Tugas Wajib:
A) Tentukan apakah pernyataan berikut sesuai dengan kutipan tentang musyawarah, lalu jawab ya atau tidak untuk masing-masing dengan menyertakan kata-kata penentu dari kutipan tersebut secara persis: (i) hal ketiga yang harus mengiringi musyawarah adalah permohonan maghfirah dan ampunan; (ii) pandangan yang membatasi musyawarah pada urusan peperangan didukung oleh praktik Nabi saw.; (iii) dari Al-Qur'an ditemukan tiga ayat lain yang menggunakan akar kata musyawarah.
B) Salin dengan tepat bagian kutipan tentang musyawarah dari "Ayat di atas" sampai "sekian ayat Al-Qur’an.".
C) Menurut kutipan tentang musyawarah, dengan ungkapan apa فِي الْأَمْرِ diterjemahkan?

═════ Kutipan Teks ═════

Di sisi lain, yang bermusyawarah harus menyiapkan mentalnya untuk selalu bersedia memberi maaf, karena boleh jadi ketika melakukan musyawarah terjadi perbedaan pendapat, atau keluar dari pihak lain kalimat atau pendapat yang menyinggung, dan bila mampir ke hati akan mengeruhkan pikiran, bahkan boleh jadi mengubah musyawarah menjadi pertengkaran.

Ketiga, permohonan maghfirah dan ampunan.

Kalau demikian untuk mencapai yang terbaik dari hasil musyawarah, hubungan dengan Tuhan pun harus harmonis, itu sebabnya hal ketiga yang harus mengiringi musyawarah adalah permohonan maghfirah dan ampunan.

Pesan terakhir Ilahi dalam konteks musyawarah adalah setelah musyawarah usai, yaitu:

فَإِذَا عَزَمْتَ فَتَوَكَّلْ عَلَى اللَّهِ

Apabila telah bulat tekad, laksanakanlah dan berserah dirilah kepada Allah. Sesungguhnya Allah menyukai orang-orang yang berserah diri kepada-Nya. 

Ayat di atas juga mengisyaratkan tentang lapangan musyawarah, yaitu فِي الْأَمْرِ yang diterjemahkan di atas dengan dalam urusan itu. Dari konteks ayat ini dipahami bahwa yang dimaksud adalah urusan peperangan, karena itu ada ulama yang membatasi musyawarah yang diperintahkan kepada Nabi saw. terbatas dalam urusan tersebut. Pandangan ini tidak didukung oleh praktek Nabi saw., bahkan tidak sejalan dengan sekian ayat Al-Qur’an.

Dari Al-Qur’an, ditemukan dua ayat lain yang menggunakan akar kata musyawarah, yang dapat diangkat di sini, guna memahami lapangan musyawrah.

═════ Bagian Data ═════

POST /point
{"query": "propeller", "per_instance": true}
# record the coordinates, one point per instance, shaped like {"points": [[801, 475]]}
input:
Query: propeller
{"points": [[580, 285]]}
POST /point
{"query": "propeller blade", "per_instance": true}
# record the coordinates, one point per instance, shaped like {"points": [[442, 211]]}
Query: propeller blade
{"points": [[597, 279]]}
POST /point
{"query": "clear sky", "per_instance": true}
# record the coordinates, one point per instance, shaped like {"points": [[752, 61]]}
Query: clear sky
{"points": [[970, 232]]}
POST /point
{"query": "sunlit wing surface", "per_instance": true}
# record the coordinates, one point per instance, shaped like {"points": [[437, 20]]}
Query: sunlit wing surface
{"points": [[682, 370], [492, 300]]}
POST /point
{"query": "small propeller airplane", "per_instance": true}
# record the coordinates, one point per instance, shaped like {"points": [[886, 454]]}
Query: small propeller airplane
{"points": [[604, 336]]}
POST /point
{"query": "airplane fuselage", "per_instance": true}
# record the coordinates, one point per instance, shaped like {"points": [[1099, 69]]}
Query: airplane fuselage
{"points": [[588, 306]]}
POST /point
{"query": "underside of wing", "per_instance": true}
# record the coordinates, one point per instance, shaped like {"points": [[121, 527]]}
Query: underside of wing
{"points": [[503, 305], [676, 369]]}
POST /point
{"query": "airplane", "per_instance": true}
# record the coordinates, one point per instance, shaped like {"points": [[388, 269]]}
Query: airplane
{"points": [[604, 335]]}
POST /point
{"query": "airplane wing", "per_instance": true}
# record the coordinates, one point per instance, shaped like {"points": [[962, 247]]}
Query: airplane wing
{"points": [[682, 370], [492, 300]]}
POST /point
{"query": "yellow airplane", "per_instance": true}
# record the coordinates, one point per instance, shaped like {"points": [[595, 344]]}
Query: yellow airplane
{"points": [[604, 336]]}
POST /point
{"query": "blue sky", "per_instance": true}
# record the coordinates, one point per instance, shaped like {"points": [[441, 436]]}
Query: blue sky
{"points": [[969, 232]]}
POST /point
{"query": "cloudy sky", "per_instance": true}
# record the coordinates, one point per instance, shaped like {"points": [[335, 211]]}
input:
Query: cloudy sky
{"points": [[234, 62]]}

═════

Jawaban Latihan:
A)
(i) Ya: "hal ketiga yang harus mengiringi musyawarah adalah permohonan maghfirah dan ampunan"
(ii) Tidak: "Pandangan ini tidak didukung oleh praktek Nabi saw."
(iii) Tidak: "ditemukan dua ayat lain yang menggunakan akar kata musyawarah"

B)
Ayat di atas juga mengisyaratkan tentang lapangan musyawarah, yaitu فِي الْأَمْرِ yang diterjemahkan di atas dengan dalam urusan itu. Dari konteks ayat ini dipahami bahwa yang dimaksud adalah urusan peperangan, karena itu ada ulama yang membatasi musyawarah yang diperintahkan kepada Nabi saw. terbatas dalam urusan tersebut. Pandangan ini tidak didukung oleh praktek Nabi saw., bahkan tidak sejalan dengan sekian ayat Al-Qur’an.

C) Dengan ungkapan "dalam urusan itu".